§ Article:
The ILUA system is a voluntary process designed to resolve native title issues without the need for expensive and time-consuming court cases . Agreements can be made before or after determinations of native title, must be registered with the National Native Title Tribunal, and are legally binding.
Each ILUA lays out arrangements for [46, 56]
- exploration and mining,
- protection of Aboriginal culture,
- land access and access to pastoral leases,
- protection and use of pastoral infrastructure,
- a mutual understanding of rights and interests,
- the management of national parks and reserves,
- infrastructure development, and
- a consultation process to deal with any future issues.
The first ILUA was registered in 1999 between Adelong Consolidated Gold Mines NL, the NSW Aboriginal Land Council and representatives of the Walgalu and Wiradjuri people in the Tumut and Adelong area of NSW . Just 6 ILUAs were registered by April 2000, 364 ILUAs had been made by mid-2009, and 421 by April 2010. They cover over 14% of Australia’s land mass and parts of the sea below the high water mark.

§ Supplied records:
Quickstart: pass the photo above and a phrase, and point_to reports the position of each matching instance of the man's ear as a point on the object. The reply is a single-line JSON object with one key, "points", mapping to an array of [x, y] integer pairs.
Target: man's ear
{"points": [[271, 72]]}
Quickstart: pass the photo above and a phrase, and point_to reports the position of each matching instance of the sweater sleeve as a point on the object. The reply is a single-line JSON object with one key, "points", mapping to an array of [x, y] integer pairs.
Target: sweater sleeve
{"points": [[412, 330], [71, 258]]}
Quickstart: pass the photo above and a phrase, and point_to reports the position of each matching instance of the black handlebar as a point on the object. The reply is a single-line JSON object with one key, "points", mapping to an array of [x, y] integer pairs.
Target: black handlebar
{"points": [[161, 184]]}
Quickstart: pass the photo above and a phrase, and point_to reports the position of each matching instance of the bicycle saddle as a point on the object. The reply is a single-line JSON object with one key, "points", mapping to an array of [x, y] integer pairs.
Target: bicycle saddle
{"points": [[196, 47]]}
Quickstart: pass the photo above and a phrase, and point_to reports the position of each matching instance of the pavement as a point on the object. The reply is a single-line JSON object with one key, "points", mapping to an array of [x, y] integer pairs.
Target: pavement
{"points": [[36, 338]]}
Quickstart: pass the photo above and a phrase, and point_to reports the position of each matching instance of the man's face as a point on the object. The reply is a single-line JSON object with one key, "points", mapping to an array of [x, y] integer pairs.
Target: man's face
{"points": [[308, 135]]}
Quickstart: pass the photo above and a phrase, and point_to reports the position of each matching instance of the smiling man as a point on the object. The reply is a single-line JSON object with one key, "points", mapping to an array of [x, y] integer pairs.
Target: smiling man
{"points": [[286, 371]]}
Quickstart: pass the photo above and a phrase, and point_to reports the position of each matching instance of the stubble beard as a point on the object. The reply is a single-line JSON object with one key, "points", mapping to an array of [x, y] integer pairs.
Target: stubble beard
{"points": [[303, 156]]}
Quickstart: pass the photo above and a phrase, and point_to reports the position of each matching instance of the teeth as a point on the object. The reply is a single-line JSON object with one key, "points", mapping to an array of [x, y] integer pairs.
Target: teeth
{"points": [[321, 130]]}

§ Brief 1:
List each kind of arrangement that the ILUA passage says every agreement sets out.
§ Brief 2:
Return the wording of the ILUA passage between "The ILUA system" and "are legally binding.", inclusive.

§ Correct response 1:
- exploration and mining
- protection of Aboriginal culture
- land access and access to pastoral leases
- protection and use of pastoral infrastructure
- a mutual understanding of rights and interests
- the management of national parks and reserves
- infrastructure development
- a consultation process to deal with any future issues

§ Correct response 2:
The ILUA system is a voluntary process designed to resolve native title issues without the need for expensive and time-consuming court cases . Agreements can be made before or after determinations of native title, must be registered with the National Native Title Tribunal, and are legally binding.